Recorded data
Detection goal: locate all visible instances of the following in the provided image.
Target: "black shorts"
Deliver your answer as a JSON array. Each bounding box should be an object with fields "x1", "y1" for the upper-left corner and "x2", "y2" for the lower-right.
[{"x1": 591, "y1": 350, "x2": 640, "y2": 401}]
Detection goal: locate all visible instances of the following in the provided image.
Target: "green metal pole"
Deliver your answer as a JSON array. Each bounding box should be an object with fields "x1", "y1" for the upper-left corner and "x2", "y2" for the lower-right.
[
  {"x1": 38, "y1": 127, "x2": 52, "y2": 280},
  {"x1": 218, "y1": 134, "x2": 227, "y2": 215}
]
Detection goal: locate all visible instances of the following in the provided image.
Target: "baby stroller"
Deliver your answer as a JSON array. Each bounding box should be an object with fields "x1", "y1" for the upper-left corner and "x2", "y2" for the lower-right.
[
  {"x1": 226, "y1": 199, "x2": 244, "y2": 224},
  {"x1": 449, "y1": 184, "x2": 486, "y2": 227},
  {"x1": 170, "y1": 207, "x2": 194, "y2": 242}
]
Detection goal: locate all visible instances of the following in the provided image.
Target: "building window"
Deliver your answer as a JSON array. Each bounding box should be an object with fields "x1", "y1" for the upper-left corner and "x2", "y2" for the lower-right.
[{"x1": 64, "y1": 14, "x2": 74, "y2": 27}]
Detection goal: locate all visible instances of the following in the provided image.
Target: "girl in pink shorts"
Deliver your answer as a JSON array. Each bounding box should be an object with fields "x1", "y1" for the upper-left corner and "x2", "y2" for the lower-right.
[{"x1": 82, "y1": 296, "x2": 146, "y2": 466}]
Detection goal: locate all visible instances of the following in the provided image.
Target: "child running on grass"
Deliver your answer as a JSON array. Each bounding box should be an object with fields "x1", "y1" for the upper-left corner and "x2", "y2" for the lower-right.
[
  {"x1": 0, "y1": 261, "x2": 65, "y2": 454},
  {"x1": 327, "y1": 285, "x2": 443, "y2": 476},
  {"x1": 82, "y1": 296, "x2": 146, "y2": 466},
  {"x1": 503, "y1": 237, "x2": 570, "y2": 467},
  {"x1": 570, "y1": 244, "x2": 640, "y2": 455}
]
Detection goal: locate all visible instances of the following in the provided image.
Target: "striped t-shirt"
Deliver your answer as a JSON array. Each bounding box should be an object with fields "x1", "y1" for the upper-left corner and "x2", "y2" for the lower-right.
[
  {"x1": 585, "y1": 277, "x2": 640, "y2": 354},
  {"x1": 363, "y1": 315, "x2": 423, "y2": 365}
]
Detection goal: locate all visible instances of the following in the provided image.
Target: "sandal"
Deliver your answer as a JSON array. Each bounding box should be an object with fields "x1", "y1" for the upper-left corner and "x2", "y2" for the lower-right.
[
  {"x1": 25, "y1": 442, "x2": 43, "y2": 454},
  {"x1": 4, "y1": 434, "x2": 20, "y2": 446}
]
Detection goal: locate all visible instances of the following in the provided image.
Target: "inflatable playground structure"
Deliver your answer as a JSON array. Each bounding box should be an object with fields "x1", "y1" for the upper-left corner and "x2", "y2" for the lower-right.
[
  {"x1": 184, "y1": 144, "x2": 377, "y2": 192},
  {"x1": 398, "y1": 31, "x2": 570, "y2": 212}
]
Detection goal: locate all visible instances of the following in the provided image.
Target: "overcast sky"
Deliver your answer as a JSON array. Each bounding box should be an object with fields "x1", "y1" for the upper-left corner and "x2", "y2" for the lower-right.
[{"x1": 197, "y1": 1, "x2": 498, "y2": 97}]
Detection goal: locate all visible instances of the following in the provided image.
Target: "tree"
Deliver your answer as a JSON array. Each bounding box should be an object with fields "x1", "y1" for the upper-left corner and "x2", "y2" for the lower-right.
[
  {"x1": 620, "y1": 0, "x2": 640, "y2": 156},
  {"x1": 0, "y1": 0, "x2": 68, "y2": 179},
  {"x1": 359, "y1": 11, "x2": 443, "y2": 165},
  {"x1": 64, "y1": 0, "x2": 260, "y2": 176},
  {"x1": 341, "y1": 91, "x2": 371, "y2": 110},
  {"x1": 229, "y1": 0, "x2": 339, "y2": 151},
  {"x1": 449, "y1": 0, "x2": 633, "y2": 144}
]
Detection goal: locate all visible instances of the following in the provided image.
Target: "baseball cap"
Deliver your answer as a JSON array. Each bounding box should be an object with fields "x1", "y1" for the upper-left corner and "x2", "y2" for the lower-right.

*Problem*
List every line above that contains the word "Target".

*Exercise result*
Target: "black shorts"
Target: "green metal pole"
Target: "baby stroller"
Target: "building window"
Target: "girl in pink shorts"
Target: "child running on grass"
Target: "striped t-shirt"
Target: "sandal"
Target: "inflatable playground structure"
Target: "overcast sky"
Target: "tree"
Target: "baseball cap"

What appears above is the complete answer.